Select every line in the listing below that contains the string "shirt". Case counts, so only matches with that exact capitalization qualify.

>>>>

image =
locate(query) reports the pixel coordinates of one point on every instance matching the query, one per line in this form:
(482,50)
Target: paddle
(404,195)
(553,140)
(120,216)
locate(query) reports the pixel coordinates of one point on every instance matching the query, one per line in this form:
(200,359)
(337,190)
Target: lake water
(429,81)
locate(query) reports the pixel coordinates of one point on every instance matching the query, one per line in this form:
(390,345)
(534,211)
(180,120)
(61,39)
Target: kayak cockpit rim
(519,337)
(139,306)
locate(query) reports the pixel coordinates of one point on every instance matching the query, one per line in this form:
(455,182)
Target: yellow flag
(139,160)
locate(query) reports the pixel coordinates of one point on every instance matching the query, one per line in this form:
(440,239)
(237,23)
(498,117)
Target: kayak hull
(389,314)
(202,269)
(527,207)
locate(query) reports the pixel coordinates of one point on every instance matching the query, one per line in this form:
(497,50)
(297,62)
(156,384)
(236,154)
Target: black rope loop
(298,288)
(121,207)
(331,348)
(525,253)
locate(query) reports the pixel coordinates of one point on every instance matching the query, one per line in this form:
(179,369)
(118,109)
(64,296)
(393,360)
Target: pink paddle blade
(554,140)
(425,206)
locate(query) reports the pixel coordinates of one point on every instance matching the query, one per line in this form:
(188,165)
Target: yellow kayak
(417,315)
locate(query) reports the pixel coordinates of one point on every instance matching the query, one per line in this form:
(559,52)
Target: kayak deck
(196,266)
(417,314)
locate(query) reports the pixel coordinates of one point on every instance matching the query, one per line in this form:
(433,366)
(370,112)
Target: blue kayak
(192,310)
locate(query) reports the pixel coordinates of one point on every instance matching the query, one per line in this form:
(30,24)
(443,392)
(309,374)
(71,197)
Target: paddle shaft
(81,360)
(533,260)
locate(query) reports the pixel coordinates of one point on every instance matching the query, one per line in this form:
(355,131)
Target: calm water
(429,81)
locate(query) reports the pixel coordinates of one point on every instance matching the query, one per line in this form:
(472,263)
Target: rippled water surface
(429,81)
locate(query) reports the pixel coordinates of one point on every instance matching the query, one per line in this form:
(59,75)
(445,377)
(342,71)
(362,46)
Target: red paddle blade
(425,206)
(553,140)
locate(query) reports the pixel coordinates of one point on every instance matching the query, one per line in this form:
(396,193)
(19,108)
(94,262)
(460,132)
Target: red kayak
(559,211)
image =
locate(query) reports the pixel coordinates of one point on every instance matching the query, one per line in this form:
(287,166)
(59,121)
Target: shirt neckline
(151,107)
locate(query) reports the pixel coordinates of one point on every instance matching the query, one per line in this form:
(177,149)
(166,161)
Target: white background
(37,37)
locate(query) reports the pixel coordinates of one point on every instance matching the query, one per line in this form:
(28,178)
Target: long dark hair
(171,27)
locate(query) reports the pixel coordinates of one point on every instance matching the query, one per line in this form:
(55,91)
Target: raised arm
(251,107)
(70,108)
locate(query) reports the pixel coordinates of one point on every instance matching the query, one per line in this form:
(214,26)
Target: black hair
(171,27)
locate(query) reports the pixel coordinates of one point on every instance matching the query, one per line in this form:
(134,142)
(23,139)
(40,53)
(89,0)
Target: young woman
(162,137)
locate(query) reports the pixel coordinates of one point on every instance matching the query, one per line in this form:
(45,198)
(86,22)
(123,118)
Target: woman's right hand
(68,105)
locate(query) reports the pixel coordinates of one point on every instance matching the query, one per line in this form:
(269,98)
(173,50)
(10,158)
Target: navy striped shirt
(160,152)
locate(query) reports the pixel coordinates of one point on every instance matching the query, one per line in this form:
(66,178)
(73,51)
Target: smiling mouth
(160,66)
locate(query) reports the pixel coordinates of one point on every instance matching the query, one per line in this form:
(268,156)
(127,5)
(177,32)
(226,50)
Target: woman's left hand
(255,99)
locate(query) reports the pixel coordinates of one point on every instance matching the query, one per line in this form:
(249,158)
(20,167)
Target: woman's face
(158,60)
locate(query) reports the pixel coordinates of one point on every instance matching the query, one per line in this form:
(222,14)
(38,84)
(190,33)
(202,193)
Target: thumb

<<<<

◆ Correct output ◆
Target: shirt neckline
Target: navy striped shirt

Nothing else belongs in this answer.